• [TASK PROMPT]
Beginning with the line containing "We need ground-truth boxes for the class man in white" and ending with the last line, repeat the records exactly.

Extracted data entries
============

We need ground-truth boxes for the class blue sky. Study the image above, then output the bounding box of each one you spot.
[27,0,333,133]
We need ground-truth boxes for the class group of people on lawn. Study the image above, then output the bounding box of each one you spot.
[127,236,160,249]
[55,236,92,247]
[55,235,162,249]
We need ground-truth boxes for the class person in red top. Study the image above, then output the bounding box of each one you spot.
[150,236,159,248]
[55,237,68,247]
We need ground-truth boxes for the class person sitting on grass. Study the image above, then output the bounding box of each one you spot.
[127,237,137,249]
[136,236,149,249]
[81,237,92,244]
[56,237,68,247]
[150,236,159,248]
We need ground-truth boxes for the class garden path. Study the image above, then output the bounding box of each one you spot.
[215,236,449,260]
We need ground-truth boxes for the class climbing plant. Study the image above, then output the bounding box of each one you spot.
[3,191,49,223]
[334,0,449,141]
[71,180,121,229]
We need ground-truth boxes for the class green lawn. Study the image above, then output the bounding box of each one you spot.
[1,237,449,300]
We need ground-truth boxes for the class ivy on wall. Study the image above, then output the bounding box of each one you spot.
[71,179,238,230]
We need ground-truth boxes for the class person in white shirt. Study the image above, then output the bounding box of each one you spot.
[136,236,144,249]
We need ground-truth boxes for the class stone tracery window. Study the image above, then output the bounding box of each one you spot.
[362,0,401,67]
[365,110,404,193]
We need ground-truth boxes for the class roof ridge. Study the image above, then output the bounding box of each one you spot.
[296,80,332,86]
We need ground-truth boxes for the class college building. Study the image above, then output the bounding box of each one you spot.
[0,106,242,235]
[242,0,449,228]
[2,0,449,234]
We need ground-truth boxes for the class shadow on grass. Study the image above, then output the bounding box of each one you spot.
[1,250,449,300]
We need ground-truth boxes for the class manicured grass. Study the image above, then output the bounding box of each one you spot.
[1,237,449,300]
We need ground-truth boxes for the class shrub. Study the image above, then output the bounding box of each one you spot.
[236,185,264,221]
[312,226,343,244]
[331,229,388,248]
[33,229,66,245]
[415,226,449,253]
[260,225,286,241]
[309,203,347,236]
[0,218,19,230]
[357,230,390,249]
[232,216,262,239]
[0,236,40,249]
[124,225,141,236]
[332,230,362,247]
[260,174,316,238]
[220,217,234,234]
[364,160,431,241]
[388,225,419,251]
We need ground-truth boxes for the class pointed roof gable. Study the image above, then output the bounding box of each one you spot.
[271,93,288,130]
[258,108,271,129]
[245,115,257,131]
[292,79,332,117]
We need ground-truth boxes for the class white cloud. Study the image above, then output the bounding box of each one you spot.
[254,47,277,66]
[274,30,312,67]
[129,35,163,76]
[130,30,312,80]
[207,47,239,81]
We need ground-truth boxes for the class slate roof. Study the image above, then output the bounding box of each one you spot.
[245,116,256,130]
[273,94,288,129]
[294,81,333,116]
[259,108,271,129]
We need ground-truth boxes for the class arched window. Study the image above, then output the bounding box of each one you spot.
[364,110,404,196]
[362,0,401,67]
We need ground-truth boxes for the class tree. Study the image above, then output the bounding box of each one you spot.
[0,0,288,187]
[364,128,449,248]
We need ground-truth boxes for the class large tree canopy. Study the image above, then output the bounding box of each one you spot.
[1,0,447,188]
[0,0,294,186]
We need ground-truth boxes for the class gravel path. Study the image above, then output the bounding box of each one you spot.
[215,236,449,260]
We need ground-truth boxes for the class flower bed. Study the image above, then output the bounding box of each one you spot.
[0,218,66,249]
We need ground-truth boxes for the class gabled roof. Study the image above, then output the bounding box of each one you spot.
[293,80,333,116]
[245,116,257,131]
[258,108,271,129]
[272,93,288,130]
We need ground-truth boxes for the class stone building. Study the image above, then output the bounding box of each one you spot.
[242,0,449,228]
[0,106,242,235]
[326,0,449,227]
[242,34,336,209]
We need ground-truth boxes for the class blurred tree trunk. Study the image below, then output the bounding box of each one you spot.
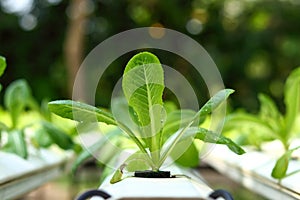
[64,0,88,99]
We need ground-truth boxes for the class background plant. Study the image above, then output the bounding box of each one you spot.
[48,52,245,183]
[0,56,77,158]
[224,67,300,181]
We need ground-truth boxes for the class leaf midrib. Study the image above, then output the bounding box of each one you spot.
[49,101,117,125]
[143,65,156,137]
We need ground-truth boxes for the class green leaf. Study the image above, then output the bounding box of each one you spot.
[35,127,53,148]
[111,97,154,159]
[110,167,124,184]
[225,112,274,135]
[163,101,178,114]
[284,67,300,135]
[271,146,300,180]
[162,109,198,142]
[271,150,292,179]
[183,127,246,155]
[122,52,164,132]
[171,140,199,167]
[6,130,28,159]
[258,94,286,141]
[197,128,245,155]
[111,97,140,136]
[41,121,74,150]
[259,93,281,120]
[199,89,235,118]
[122,52,165,165]
[99,156,119,184]
[48,100,117,125]
[109,151,152,184]
[0,56,6,77]
[158,89,235,167]
[4,79,33,128]
[124,151,152,172]
[116,122,154,166]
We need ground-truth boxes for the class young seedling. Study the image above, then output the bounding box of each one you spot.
[48,52,245,183]
[0,56,76,158]
[224,67,300,181]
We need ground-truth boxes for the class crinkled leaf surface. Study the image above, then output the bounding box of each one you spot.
[122,52,165,138]
[122,52,165,166]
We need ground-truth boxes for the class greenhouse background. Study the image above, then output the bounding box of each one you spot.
[0,0,300,199]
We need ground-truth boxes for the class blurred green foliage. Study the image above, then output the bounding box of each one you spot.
[0,0,300,111]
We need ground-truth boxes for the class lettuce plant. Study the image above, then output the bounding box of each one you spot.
[224,67,300,181]
[48,52,245,183]
[0,56,75,158]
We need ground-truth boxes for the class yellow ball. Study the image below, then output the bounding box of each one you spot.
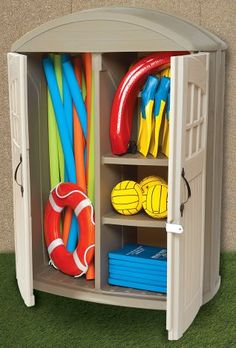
[111,180,143,215]
[142,183,168,219]
[140,176,167,192]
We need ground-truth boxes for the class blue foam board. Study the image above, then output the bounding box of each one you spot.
[109,258,166,272]
[109,264,166,275]
[108,244,167,266]
[109,268,166,283]
[109,272,166,286]
[108,277,167,293]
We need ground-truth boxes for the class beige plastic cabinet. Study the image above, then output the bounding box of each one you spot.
[7,7,226,340]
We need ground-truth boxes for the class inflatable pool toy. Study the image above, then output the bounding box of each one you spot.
[44,183,95,277]
[137,75,160,157]
[111,180,143,215]
[110,52,186,155]
[142,181,168,219]
[149,76,170,158]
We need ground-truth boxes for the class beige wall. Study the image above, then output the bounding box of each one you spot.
[0,0,235,251]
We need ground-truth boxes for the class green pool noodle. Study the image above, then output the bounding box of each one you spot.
[82,70,87,101]
[54,54,65,182]
[87,74,95,205]
[48,89,60,188]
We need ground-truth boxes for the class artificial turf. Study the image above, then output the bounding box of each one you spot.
[0,253,235,347]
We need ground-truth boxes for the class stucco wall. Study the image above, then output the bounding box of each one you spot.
[0,0,235,251]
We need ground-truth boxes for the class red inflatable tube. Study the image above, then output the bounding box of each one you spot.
[44,183,95,277]
[110,52,187,155]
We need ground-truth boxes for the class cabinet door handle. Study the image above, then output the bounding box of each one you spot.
[180,168,191,217]
[14,154,24,197]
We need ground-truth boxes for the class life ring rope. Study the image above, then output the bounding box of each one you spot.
[73,249,88,274]
[72,242,96,277]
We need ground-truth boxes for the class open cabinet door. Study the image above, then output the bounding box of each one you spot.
[167,53,209,340]
[7,53,34,307]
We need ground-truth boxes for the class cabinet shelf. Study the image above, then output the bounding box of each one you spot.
[102,152,168,166]
[102,211,166,228]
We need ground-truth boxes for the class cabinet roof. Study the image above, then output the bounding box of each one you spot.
[12,7,227,52]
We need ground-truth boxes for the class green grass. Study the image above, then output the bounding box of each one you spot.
[0,253,235,347]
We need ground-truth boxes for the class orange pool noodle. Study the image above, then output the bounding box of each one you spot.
[74,53,95,280]
[81,53,92,180]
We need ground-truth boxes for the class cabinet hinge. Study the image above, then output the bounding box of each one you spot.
[166,223,183,234]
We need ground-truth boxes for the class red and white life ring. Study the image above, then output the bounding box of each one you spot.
[44,182,95,277]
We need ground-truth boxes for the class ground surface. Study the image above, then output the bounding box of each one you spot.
[0,253,235,347]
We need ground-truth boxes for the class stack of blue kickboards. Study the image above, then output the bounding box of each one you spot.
[108,244,167,293]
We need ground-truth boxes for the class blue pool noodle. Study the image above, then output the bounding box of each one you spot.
[67,214,79,252]
[62,55,88,252]
[43,57,78,252]
[63,73,73,145]
[62,55,87,139]
[62,69,79,252]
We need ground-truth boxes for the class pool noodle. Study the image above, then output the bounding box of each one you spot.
[52,54,65,237]
[62,61,79,252]
[73,58,87,171]
[42,57,76,184]
[62,105,86,249]
[82,72,87,170]
[47,88,60,188]
[74,56,94,280]
[62,55,87,139]
[56,58,78,251]
[63,58,85,249]
[73,59,86,192]
[73,57,83,87]
[83,55,95,280]
[62,73,73,145]
[87,74,95,206]
[82,71,87,101]
[53,54,65,182]
[82,54,92,182]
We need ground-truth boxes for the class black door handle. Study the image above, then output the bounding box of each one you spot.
[14,154,24,197]
[180,168,191,217]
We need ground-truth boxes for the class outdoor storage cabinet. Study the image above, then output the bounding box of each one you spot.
[7,7,226,340]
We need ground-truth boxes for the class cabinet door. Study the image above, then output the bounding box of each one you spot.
[167,53,209,340]
[7,53,34,306]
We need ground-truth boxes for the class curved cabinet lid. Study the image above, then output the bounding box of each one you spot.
[12,7,227,53]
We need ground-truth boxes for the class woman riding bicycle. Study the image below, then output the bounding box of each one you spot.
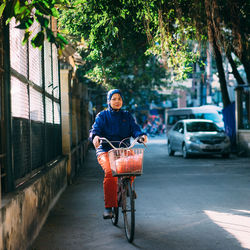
[89,89,148,219]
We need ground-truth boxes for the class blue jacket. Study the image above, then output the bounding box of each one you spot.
[89,108,145,155]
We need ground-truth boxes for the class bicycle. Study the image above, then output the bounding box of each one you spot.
[99,137,146,243]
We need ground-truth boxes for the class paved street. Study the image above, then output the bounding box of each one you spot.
[31,136,250,250]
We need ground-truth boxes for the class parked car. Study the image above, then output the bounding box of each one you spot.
[166,119,231,158]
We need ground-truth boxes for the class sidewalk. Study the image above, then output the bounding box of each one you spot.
[31,147,139,250]
[31,137,167,250]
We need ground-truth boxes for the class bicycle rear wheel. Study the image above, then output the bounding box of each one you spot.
[111,207,119,225]
[122,179,135,243]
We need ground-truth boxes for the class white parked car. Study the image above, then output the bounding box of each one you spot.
[167,119,231,158]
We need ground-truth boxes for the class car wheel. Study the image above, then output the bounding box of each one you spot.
[182,144,189,159]
[167,142,175,156]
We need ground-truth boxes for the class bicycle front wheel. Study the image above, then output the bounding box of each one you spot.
[122,179,135,243]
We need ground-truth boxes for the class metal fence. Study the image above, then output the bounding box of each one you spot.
[1,19,62,192]
[0,18,6,192]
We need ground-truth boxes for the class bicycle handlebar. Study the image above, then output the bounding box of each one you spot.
[99,136,146,150]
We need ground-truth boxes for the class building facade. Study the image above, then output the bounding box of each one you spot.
[0,18,90,249]
[235,86,250,156]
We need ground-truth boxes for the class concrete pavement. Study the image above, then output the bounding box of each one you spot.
[31,136,250,250]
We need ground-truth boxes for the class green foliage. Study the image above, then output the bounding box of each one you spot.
[0,0,70,50]
[60,0,204,80]
[2,0,247,107]
[59,0,190,107]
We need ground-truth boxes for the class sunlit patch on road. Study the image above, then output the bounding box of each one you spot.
[205,210,250,249]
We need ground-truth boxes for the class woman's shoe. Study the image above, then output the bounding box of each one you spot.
[103,208,112,219]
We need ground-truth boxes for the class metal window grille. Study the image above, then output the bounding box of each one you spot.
[45,97,53,123]
[12,117,31,180]
[6,18,62,190]
[29,21,42,87]
[44,40,52,94]
[11,76,29,119]
[11,76,31,181]
[0,18,6,192]
[30,87,44,122]
[45,123,55,162]
[9,19,28,78]
[54,124,62,157]
[31,120,44,170]
[54,101,61,124]
[52,44,59,99]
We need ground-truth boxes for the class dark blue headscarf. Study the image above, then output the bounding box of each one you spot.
[107,89,123,110]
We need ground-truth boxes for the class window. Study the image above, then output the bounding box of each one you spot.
[174,122,184,133]
[241,88,250,129]
[173,122,181,131]
[168,114,188,125]
[179,123,184,133]
[7,18,62,190]
[0,18,6,192]
[186,122,220,132]
[239,88,250,129]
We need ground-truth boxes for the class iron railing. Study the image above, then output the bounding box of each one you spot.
[1,19,62,193]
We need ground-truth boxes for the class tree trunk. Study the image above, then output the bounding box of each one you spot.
[226,51,246,85]
[206,42,213,96]
[212,39,231,108]
[240,53,250,84]
[205,0,231,108]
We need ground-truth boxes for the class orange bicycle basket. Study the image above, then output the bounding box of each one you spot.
[108,148,144,176]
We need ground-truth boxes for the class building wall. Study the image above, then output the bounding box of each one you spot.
[238,130,250,156]
[236,88,250,156]
[177,89,187,108]
[60,68,90,183]
[0,19,90,250]
[1,157,67,250]
[60,69,72,181]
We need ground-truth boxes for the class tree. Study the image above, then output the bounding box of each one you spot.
[0,0,69,50]
[204,0,231,107]
[218,0,249,84]
[140,0,249,107]
[59,0,249,108]
[203,0,249,108]
[3,0,247,108]
[59,0,170,109]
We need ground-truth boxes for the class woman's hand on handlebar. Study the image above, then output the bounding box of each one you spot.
[93,135,147,149]
[139,135,148,144]
[93,135,100,148]
[142,135,148,143]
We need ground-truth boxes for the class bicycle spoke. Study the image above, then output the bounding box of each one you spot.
[122,180,135,243]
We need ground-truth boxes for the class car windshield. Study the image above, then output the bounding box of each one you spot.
[186,122,221,132]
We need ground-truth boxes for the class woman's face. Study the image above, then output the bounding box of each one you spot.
[110,93,123,110]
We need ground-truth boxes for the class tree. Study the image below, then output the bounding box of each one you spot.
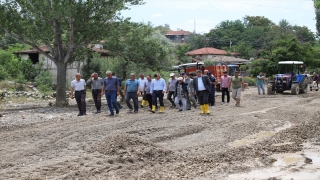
[206,20,245,49]
[174,44,190,64]
[103,22,174,80]
[0,0,143,105]
[185,34,207,50]
[243,15,275,28]
[315,0,320,35]
[154,24,170,34]
[233,42,255,59]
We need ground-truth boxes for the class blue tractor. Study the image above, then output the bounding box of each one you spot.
[267,61,308,95]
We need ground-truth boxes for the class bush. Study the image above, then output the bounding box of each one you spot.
[38,84,51,93]
[243,77,256,86]
[0,67,8,80]
[35,70,54,93]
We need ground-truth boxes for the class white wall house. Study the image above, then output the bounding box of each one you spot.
[15,45,109,84]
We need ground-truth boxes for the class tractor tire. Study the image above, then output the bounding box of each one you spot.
[299,77,308,94]
[267,84,275,95]
[291,83,300,95]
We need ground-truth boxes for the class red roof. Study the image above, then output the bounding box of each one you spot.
[185,47,227,56]
[166,30,192,35]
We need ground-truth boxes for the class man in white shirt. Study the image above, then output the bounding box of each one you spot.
[150,73,167,113]
[138,73,148,107]
[70,73,87,116]
[193,70,211,114]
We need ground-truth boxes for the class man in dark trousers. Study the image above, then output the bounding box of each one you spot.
[87,72,104,114]
[101,71,120,116]
[143,75,153,111]
[70,73,87,116]
[193,70,211,115]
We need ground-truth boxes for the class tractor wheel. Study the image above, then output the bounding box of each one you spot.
[267,84,275,95]
[291,83,300,95]
[299,78,308,94]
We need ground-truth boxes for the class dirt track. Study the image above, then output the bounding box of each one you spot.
[1,87,320,180]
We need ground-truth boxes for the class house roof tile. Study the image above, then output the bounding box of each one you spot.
[185,47,227,56]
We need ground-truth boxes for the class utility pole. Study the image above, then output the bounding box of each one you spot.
[230,40,232,51]
[194,19,196,34]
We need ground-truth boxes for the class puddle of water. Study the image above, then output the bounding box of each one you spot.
[229,123,292,147]
[228,143,320,180]
[272,153,303,166]
[230,132,276,147]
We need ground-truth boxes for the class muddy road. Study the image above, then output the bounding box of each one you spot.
[0,87,320,180]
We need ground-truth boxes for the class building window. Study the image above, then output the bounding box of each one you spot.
[29,53,39,64]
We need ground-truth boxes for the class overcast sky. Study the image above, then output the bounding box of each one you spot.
[121,0,316,34]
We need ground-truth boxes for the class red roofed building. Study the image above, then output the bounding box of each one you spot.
[165,30,192,43]
[185,47,227,61]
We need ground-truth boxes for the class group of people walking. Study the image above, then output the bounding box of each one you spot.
[70,69,245,116]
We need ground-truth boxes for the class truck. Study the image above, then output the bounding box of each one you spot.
[176,62,239,90]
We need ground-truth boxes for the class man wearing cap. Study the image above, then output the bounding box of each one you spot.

============

• [FINAL ANSWER]
We need ground-truth boxes for the class man in white shirt. Study the image above, then output the bounding box of each one you spot.
[150,73,167,113]
[138,73,148,107]
[70,73,87,116]
[193,70,211,114]
We need ground-truth boxes for the class man in dark trousers. Study the image above, then output the bounding box of each one you spot.
[87,72,104,114]
[101,71,120,116]
[143,75,153,111]
[70,73,87,116]
[193,70,211,115]
We need ground-truth boxes for the class tractor wheel. Study the image above, then output the bounding box of each one you spot.
[267,84,275,95]
[291,83,300,95]
[299,78,308,94]
We need ground-truth boxes for the class dirt track. Study the image above, then output the bounding box of each one you spot.
[1,87,320,180]
We need ground-truth boxes for the class house roof tile. Study the image above, then output the bounding box of each one you spot.
[185,47,227,56]
We need ground-truth boxes for the class utility pole. Study the image above, then output the bounding box of each one you spot.
[230,40,232,51]
[194,19,196,34]
We need ground-truth boxes for the class puddle of water. Study the image above, then output the bounding box of each one you spot.
[229,123,292,147]
[228,143,320,180]
[272,153,303,166]
[230,132,276,147]
We need ground-truth boxes for the class muddy road. Study the image above, then output the bounding box of each one you spot.
[0,87,320,180]
We need ground-truth boxes for the class building window. Study the image above, then output the bounding box of each one you spot.
[29,53,39,64]
We need ground-truth boxes for the class overcast sky. Study the image above, then output the bounding box of each one you spot.
[121,0,316,34]
We need ground-truth boxes for the class red roofed building. Study the image above, then output the bounding box of each one you spot.
[165,30,192,43]
[185,47,227,61]
We need ground-truth boxes for the class group of people walking. Study the image above, then output the bounding box of each one you spot.
[70,69,245,116]
We need ground-truth boxes for the class truck. Study the image above, then output the bounding box of each one you spot.
[176,62,239,90]
We need ground-truth boxes for the class man wearing cap. Study the image above, then output the bounding box of each one you spot.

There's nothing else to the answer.